→ **Written instruction**
Render every line of each item below as a JSON list of strings, one string per line, leaving out blank lines.

→ **Exercise inputs**
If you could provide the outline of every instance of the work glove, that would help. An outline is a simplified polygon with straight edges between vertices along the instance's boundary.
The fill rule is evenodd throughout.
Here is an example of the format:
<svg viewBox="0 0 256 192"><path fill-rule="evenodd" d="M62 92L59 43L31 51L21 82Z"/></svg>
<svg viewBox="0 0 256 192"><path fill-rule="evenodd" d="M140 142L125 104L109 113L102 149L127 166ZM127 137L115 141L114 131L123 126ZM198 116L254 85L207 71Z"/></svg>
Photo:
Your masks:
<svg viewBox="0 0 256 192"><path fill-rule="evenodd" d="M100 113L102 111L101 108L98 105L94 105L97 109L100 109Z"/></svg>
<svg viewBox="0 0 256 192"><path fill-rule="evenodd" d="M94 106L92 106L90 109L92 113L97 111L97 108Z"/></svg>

→ **Task output**
[
  "If you could provide the outline of every instance of the work glove, that would help. An outline is a simplified polygon with straight edges between vertices along the instance's boundary.",
  "The fill rule is evenodd throughout.",
  "Here is an example of the format:",
  "<svg viewBox=\"0 0 256 192\"><path fill-rule=\"evenodd\" d=\"M62 92L59 43L31 51L21 82Z\"/></svg>",
  "<svg viewBox=\"0 0 256 192\"><path fill-rule=\"evenodd\" d=\"M140 142L125 104L109 113L102 149L127 166ZM127 137L115 141L114 131L123 126ZM198 116L254 85L207 71Z\"/></svg>",
  "Photo:",
  "Your masks:",
  "<svg viewBox=\"0 0 256 192\"><path fill-rule=\"evenodd\" d=\"M100 113L102 111L101 108L98 105L94 105L97 109L100 109Z\"/></svg>",
  "<svg viewBox=\"0 0 256 192\"><path fill-rule=\"evenodd\" d=\"M94 106L92 106L90 109L92 113L97 111L97 108Z\"/></svg>"
]